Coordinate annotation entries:
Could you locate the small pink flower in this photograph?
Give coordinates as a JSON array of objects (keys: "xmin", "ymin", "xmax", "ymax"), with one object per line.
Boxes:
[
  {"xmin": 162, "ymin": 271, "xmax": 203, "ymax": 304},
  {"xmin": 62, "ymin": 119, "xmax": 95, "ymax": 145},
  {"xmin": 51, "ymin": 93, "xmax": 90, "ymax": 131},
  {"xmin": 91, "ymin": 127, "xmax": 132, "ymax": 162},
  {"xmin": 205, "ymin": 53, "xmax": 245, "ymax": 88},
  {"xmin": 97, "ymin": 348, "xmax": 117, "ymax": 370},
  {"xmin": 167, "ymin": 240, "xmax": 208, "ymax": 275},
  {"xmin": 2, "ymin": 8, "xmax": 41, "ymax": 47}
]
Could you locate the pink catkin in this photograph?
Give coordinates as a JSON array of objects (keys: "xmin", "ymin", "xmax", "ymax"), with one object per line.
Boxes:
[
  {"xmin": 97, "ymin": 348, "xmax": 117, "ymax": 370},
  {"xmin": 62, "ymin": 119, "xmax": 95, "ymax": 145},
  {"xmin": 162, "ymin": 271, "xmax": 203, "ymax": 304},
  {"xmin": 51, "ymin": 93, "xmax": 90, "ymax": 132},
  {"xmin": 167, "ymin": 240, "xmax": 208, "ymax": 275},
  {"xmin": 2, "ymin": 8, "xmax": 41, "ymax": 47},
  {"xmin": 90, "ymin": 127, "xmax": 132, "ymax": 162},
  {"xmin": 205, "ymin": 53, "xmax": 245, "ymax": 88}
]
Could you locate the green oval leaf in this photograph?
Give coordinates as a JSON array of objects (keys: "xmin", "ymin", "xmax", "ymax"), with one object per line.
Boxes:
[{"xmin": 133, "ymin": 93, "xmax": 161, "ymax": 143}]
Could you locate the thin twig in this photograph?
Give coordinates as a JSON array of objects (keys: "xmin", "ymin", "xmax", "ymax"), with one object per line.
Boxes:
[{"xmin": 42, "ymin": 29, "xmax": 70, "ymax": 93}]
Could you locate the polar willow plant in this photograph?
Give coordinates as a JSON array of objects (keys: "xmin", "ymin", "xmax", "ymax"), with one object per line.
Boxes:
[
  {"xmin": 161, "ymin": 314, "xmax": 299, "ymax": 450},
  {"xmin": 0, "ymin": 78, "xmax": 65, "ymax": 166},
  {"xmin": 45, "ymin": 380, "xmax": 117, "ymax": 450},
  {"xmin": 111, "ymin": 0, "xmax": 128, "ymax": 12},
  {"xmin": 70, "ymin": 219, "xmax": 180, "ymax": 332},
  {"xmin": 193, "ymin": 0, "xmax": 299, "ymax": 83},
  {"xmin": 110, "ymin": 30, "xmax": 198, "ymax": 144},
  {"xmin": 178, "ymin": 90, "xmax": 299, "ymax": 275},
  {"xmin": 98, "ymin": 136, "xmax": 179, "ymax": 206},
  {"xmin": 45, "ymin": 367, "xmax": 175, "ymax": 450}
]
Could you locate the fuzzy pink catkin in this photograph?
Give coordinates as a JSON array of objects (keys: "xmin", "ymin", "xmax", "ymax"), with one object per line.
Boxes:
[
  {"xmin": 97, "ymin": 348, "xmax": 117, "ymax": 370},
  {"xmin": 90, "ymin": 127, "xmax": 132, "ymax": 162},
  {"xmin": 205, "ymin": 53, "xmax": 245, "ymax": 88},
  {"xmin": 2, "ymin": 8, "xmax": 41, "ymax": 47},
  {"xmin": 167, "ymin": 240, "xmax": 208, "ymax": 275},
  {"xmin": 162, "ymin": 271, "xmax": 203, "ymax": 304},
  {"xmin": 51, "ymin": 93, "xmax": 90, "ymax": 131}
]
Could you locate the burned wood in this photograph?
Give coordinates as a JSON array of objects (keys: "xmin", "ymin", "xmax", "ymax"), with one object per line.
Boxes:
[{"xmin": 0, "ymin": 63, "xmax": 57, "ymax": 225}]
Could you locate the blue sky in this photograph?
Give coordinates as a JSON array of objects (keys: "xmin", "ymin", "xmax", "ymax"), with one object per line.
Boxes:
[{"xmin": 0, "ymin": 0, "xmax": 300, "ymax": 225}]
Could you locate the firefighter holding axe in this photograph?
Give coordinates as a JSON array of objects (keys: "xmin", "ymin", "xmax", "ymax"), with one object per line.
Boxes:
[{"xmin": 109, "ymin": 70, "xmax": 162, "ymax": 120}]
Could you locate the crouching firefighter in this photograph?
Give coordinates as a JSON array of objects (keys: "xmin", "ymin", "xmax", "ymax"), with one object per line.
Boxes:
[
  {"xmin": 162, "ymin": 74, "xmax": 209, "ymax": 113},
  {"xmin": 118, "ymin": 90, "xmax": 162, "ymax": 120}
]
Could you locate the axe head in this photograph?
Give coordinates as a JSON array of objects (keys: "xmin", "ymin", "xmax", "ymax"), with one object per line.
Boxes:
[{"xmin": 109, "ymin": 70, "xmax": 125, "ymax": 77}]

* * *

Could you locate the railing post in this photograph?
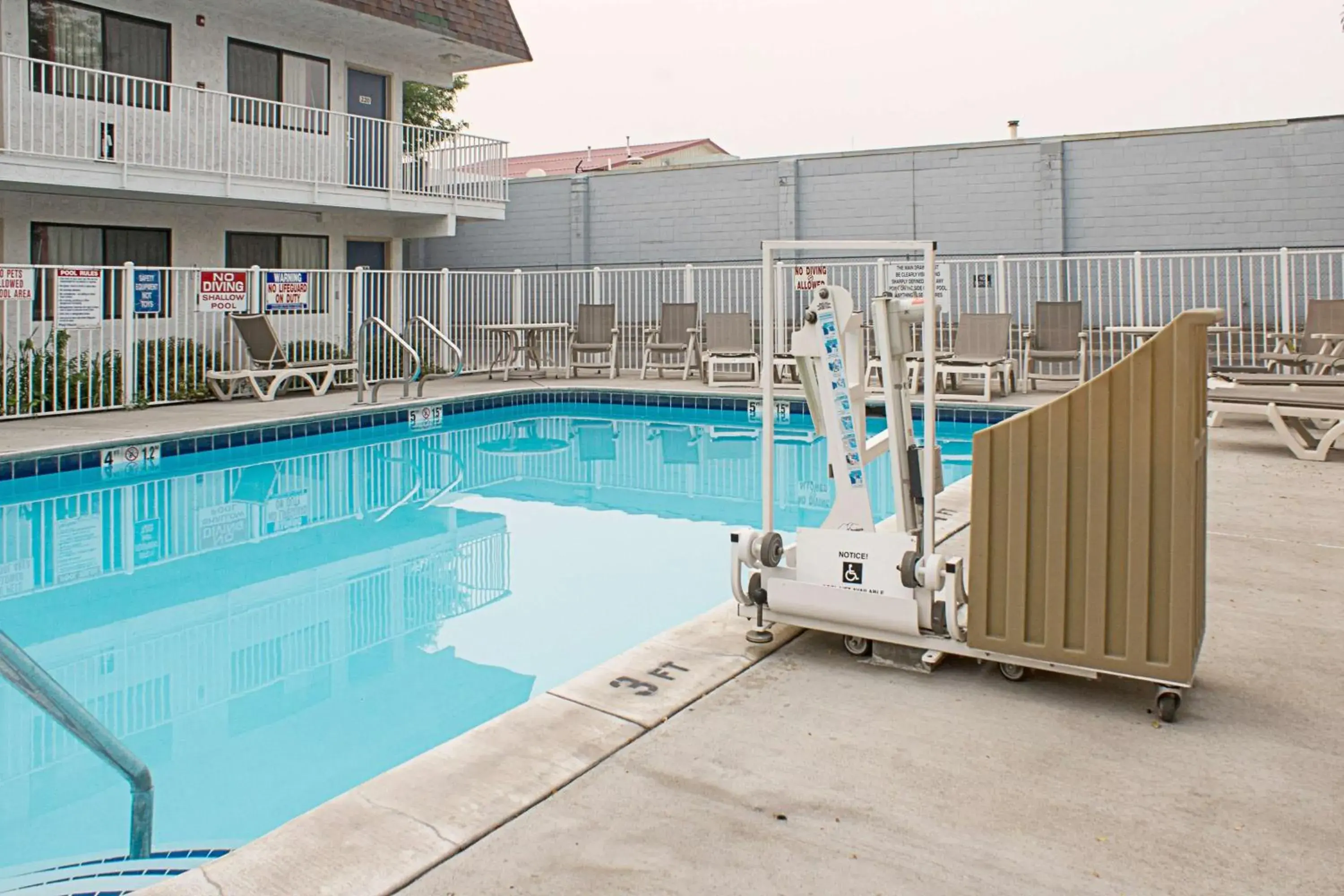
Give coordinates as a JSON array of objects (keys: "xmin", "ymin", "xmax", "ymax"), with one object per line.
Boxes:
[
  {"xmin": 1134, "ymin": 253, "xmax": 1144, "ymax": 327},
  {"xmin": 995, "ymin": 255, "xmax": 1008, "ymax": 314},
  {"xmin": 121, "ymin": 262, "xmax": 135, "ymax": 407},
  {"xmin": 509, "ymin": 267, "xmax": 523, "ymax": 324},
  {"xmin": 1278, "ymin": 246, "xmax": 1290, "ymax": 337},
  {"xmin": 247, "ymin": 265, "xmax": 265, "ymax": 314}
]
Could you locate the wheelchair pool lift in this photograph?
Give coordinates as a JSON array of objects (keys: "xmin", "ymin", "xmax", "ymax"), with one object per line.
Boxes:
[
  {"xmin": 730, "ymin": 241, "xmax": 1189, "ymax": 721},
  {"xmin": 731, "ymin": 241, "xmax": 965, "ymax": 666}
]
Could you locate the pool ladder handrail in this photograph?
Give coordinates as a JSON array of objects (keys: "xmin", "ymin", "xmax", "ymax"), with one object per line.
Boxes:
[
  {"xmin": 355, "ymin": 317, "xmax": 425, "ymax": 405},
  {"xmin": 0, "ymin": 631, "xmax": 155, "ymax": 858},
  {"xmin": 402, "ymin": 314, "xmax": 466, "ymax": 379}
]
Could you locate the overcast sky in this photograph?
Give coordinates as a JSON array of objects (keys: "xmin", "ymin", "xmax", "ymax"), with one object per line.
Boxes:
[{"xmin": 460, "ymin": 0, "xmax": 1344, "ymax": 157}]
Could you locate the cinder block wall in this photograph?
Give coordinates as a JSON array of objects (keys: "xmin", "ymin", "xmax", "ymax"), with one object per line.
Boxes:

Job:
Report every line above that contains the word "pool".

The answer:
Could you locate the wheelchair pool lift in this photograph?
Could you locate the pool ladder handrail in this photograph?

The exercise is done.